Exercise instructions:
Repeat everything in the listing exactly, except for the images.
::::
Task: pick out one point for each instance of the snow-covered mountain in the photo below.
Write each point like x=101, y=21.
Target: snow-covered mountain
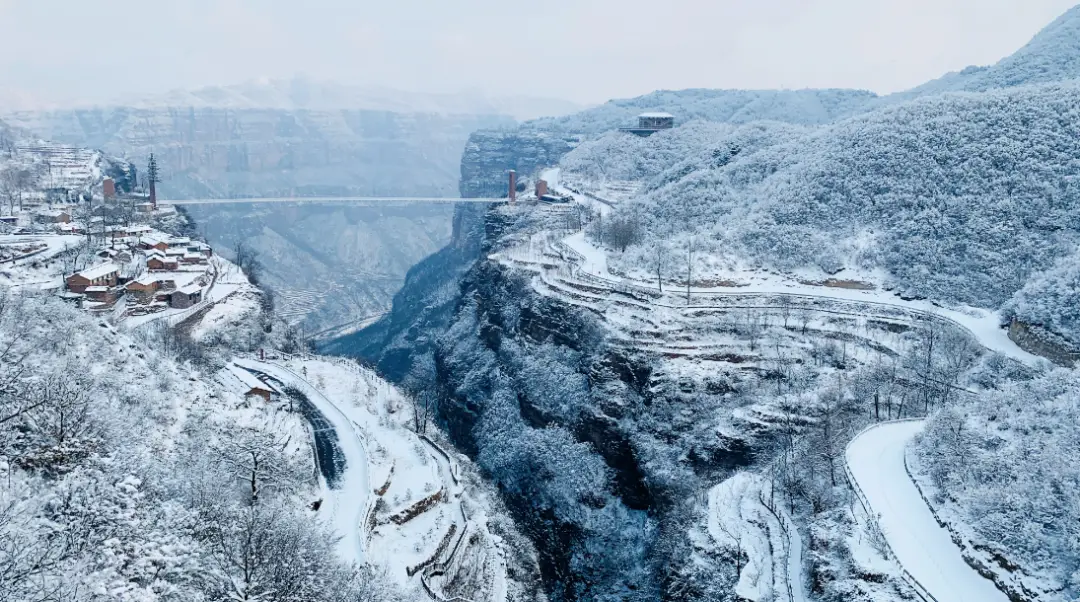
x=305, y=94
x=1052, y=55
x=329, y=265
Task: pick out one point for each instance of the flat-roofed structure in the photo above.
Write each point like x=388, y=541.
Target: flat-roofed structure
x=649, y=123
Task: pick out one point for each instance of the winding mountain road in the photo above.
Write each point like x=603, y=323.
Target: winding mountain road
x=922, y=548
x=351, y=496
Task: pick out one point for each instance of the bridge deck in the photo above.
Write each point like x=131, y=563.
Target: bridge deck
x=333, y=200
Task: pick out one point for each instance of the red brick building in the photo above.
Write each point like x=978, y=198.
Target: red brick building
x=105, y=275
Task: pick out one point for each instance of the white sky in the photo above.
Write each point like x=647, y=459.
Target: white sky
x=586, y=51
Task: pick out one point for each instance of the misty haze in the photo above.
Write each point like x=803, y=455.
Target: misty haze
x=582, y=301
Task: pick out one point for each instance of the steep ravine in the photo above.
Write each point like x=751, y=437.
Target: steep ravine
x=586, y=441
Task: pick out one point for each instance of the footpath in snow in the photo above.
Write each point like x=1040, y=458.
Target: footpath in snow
::::
Answer to this task:
Task: pick out one point for each instance of the snow-covered mountain in the photo below.
Write each point like x=101, y=21.
Target: snow-covered mountain
x=305, y=94
x=1052, y=55
x=329, y=265
Task: pick out one point for each instance of the flat-roofed structure in the photo above.
Write each point like x=388, y=541.
Target: flat-roofed structure
x=649, y=123
Task: pick out one point for each instance of the winding mountain road in the photo above.
Write each point like x=603, y=323.
Target: winding mountain road
x=922, y=548
x=351, y=496
Task: pick out one point for each instance of the bridge deck in the photo above.
Write each point like x=131, y=563.
Target: bridge deck
x=333, y=200
Task: pick out one point for each instance of the red brick building in the photo above.
Write each point like x=978, y=198.
Target: red brick building
x=105, y=275
Task: pick out one point for each instance of the white sky in the photo above.
Write each point like x=647, y=459.
Target: white sky
x=586, y=51
Task: pick out one point for each instance of the misty haze in the photo above.
Write each point like x=803, y=455.
Target: misty haze
x=582, y=301
Task: pick out one point for each instance of the steep ravine in the photo above.
Write each point like x=751, y=437.
Target: steep ravine
x=586, y=441
Task: pick out one point for each instance of the footpath in snow in the photo above.
Write each point like x=1040, y=458.
Target: footpath in snow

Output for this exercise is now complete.